Extracted data entries
↓
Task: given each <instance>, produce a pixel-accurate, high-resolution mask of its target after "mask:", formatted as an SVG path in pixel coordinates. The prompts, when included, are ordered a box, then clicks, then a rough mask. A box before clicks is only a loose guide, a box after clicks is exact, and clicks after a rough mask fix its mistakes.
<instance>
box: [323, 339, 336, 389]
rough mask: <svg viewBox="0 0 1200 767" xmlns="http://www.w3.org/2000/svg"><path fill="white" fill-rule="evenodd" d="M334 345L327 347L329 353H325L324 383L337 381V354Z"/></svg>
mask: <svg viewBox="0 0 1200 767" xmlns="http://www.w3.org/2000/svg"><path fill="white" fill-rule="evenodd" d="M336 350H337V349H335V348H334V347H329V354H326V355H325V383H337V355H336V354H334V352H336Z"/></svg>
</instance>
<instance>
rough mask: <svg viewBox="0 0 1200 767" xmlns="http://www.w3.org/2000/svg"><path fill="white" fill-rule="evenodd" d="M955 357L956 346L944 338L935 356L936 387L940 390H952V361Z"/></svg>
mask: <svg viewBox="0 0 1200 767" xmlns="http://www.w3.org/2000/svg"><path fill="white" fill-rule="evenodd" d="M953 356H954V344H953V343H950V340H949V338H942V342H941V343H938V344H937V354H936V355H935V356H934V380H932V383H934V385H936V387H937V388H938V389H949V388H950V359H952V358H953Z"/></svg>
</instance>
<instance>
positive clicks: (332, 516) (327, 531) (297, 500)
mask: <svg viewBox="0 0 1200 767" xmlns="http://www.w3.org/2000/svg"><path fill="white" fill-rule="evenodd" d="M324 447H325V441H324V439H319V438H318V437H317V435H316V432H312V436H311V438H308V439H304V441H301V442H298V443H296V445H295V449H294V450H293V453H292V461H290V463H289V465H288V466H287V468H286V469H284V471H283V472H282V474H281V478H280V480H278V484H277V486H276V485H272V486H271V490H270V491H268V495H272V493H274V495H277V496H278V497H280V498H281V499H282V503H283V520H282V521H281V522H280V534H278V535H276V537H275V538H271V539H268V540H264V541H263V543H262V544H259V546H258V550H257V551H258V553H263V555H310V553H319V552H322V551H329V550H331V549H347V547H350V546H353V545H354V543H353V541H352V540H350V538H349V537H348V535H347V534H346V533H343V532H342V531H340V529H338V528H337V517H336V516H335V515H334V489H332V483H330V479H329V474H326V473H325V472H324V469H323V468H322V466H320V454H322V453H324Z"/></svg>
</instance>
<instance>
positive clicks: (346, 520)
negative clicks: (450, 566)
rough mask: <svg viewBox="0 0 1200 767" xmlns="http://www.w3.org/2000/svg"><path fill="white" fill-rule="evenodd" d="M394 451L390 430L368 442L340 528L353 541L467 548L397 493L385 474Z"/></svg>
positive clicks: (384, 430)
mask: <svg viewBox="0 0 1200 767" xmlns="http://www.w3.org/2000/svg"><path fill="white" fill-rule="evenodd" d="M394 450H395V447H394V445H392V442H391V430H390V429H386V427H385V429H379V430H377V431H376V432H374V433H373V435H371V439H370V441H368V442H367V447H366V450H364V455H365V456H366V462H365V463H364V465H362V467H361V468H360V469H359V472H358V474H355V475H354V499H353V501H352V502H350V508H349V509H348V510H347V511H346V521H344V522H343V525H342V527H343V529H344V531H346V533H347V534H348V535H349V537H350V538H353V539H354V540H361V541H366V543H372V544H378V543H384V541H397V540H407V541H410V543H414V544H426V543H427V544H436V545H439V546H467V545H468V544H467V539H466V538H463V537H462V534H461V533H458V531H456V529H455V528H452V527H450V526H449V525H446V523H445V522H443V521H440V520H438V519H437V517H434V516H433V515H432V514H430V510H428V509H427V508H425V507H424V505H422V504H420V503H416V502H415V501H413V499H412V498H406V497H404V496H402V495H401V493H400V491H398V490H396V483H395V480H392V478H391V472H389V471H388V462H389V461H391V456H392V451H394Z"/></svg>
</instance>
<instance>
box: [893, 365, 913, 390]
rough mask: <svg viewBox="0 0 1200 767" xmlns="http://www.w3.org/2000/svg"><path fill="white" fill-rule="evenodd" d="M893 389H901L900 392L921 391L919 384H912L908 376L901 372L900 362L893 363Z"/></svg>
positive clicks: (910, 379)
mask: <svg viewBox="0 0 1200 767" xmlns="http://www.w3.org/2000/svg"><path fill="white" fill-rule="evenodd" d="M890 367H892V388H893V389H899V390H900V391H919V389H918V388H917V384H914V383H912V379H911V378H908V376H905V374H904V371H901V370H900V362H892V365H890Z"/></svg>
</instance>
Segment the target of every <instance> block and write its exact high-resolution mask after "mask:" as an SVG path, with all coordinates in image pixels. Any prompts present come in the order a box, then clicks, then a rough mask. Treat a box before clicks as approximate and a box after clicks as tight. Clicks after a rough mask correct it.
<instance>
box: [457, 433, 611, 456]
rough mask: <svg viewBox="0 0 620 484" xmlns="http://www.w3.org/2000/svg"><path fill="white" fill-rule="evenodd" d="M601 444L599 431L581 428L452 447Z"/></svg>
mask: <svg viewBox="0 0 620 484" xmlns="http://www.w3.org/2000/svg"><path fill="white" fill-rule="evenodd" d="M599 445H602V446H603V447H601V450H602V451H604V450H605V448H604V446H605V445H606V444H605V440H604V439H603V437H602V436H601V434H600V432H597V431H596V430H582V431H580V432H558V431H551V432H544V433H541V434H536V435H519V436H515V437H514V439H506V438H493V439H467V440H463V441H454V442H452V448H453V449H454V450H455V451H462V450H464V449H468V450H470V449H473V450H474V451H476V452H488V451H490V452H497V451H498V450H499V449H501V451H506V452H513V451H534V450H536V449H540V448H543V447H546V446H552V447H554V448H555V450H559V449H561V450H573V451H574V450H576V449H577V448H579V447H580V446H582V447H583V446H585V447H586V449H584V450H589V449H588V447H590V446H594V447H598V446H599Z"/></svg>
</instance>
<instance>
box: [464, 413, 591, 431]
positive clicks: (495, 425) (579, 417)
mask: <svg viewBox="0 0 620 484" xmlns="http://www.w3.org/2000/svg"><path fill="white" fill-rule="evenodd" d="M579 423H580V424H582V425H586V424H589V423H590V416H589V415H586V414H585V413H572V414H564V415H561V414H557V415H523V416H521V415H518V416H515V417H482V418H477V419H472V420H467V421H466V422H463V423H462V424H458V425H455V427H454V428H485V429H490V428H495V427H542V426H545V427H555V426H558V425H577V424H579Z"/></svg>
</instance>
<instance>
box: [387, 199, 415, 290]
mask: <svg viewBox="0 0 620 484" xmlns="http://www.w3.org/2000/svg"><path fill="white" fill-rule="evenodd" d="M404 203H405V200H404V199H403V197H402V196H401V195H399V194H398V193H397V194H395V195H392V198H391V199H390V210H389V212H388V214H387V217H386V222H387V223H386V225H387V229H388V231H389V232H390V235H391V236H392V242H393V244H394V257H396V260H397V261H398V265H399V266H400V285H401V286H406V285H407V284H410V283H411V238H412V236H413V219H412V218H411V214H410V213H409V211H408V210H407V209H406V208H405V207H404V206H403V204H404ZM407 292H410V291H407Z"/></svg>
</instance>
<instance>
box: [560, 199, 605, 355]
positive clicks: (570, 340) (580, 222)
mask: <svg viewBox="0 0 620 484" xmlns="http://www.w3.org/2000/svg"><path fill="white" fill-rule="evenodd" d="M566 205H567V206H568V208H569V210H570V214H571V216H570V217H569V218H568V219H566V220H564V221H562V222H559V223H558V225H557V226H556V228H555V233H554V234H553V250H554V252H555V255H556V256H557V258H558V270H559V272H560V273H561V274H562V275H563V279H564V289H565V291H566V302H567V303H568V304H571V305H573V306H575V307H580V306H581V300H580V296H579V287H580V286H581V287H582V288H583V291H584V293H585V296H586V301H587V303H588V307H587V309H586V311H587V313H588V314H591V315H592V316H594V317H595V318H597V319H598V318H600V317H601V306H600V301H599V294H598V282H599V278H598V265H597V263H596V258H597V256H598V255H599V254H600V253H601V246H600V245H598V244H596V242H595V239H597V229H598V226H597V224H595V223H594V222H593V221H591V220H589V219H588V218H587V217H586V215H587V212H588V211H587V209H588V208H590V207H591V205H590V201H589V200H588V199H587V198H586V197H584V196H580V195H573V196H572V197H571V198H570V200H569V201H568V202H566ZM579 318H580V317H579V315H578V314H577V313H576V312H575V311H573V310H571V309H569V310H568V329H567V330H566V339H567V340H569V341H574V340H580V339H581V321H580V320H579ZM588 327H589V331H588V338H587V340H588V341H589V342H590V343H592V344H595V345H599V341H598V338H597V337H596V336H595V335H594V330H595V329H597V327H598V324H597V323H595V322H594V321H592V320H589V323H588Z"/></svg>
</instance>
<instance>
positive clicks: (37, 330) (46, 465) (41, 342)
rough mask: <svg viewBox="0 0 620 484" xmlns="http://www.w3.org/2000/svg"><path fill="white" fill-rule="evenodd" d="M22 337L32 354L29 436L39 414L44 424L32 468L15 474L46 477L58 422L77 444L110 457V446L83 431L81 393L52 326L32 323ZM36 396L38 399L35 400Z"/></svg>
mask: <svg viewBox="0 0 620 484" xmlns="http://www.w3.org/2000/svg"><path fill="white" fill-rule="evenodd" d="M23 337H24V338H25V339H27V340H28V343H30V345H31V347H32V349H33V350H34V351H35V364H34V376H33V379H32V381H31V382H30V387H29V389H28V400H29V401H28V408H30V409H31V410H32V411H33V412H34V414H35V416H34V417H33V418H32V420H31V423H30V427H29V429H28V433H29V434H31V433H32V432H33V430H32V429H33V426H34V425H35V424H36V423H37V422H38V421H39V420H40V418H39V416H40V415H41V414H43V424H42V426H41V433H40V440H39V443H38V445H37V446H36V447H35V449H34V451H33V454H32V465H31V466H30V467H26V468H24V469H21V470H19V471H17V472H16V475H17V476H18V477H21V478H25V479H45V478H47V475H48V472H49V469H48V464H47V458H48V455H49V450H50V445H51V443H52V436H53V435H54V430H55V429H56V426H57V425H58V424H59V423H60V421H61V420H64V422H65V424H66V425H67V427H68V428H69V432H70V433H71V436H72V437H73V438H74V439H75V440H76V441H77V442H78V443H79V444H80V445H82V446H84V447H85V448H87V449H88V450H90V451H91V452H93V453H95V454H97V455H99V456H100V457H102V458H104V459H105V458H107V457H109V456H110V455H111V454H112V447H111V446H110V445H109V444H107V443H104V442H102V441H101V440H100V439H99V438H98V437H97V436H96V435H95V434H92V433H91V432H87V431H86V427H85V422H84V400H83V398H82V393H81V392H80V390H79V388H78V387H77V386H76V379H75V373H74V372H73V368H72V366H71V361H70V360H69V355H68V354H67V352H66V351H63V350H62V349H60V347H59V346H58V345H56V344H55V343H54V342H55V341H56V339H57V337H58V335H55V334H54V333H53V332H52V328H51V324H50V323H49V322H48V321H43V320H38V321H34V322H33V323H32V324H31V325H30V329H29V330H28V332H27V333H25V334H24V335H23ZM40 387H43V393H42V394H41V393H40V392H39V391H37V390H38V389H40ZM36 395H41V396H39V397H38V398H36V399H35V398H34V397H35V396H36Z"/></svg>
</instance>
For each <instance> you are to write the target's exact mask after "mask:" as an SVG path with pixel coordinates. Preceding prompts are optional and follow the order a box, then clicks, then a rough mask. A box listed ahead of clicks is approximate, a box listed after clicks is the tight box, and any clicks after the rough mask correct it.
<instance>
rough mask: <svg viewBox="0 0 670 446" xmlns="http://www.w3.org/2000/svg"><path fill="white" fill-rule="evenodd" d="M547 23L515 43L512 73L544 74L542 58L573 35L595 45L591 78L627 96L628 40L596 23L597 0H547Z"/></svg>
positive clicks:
↑
## Your objective
How many lines of the records above contain the string "coordinates"? Reply with the number alone.

## Worked solution
3